**Extracted text**
::::

Pope Francis described the 1915 mass killings of Armenians by Turks as the “first genocide of the 20th century” on Sunday, touching off a diplomatic furor with Turkey and entering into a tense historical debate with wider implications for the Vatican’s relations with Islam.
Turkey, which has long rejected the term genocide to describe the killings, swiftly called its ambassador to the Vatican back to Ankara for consultations after the pope’s remarks. Turkey’s foreign ministry also summoned the Vatican’s envoy to Ankara, informing him that the government was “disappointed and saddened” by the pontiff’s comments, according to Turkey’s state-run Anadolu news agency.
The pope, speaking at a mass in St. Peter’s Basilica to mark the 100 years since the killings, addressed the massacres in the context of the contemporary persecution of Christians in the Muslim world. That subject has become an increasingly pressing theme for Pope Francis—who, before becoming pontiff, had close ties to Buenos Aires’s overwhelmingly Christian Armenian community.

::::

**Given material**

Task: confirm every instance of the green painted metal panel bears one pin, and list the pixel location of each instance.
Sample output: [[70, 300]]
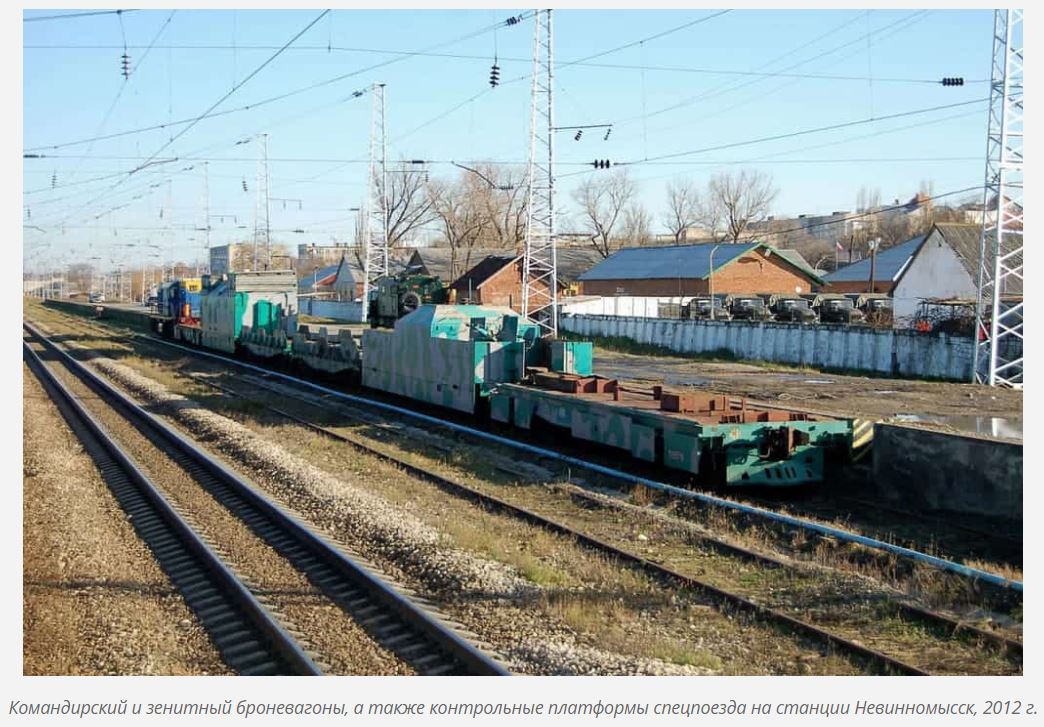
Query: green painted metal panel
[[240, 310], [681, 451], [266, 317], [572, 357], [500, 407], [744, 467]]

::::

**Actions to take**
• A. In the article on Pope Francis and the 1915 Armenian killings, where was the pope speaking when he made his remarks?
• B. Drawing on the article on Pope Francis and the 1915 Armenian killings, explain in one to three sentences why Turkey called its ambassador to the Vatican back to Ankara.

**Responses to the exercise**
• A. At a mass in St. Peter's Basilica marking 100 years since the killings.

• B. Turkey has long rejected the term genocide for the 1915 killings. The pope called them the "first genocide of the 20th century," so Turkey recalled its ambassador for consultations right after his remarks.